··· DOCUMENT SEGMENT ···

Tim Southee lauds ‘typical Kiwi scrapping’ after stunning New Zealand Test win
New Zealand captain Tim Southee offered a masterclass in understatement after seeing his side stage one of Test cricket’s most improbable comebacks against England, thanking “typical Kiwi scrapping” for the result.
Just before lunch on day three at Wellington’s Basin Reserve, the Black Caps were down and out – bowled out for 209 with a first-innings deficit of 226.
They were immediately asked to follow-on by England skipper Ben Stokes, but proceeded to drag themselves back from the brink to secure a jaw-dropping one-run victory deep on day five.
Having made 483 in their second attempt they set the tourists 258 to win and bowled them out in heart-pounding drama for 256.
In doing so, Southee became just the fourth man in Test history to lead a side to victory after following on.

···

▶ [REQUIRED ACTION A] In the report on New Zealand's Test win, what total did England reach when they were bowled out in their chase?
▶ [REQUIRED ACTION B] Resume the report on New Zealand's one-run Test win over England, starting after its last sentence.

··· DATASET EXTRACT ···

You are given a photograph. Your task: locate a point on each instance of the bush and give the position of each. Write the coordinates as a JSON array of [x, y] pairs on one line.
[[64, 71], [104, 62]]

···

▶ [ANSWER AREA A] 256

▶ [ANSWER AREA B]
“I imagine it’ll be a Test match that’s talked about for a long time,” was his modest assessment.
“Only a handful of sides have come back from the follow-on to win. Once it digests, the guys will soak it up.
I imagine it’ll be a Test match that’s talked about for a long time.
“The guys have shown great character in the last few days. They stayed calm. If we’d walked off and shaken hands and it wasn’t good enough, it wasn’t good enough.
“But the openers stood up in the second innings, so did Daryl Mitchell, Kane Williamson, Tom Blundell…it was a typical scrapping Kiwi effort.”
While the turnaround would not have been possible without Williamson’s headliner knock of 132, for which he was named player of the match, nobody fought harder when the result was on the line than Neil Wagner.
The 36-year-old left-arm quick had a poor game in the first Test but roared back like a champion.
He dismissed Ben Stokes and Joe Root in the space of four balls to end what looked a winning stand from the middle-order pair and also caught Ben Foakes at fine-leg with seven runs needed.
And it was Wagner who finished things off, slanting one into James Anderson’s pads and taking a feather off the bat on the way through to the wicketkeeper.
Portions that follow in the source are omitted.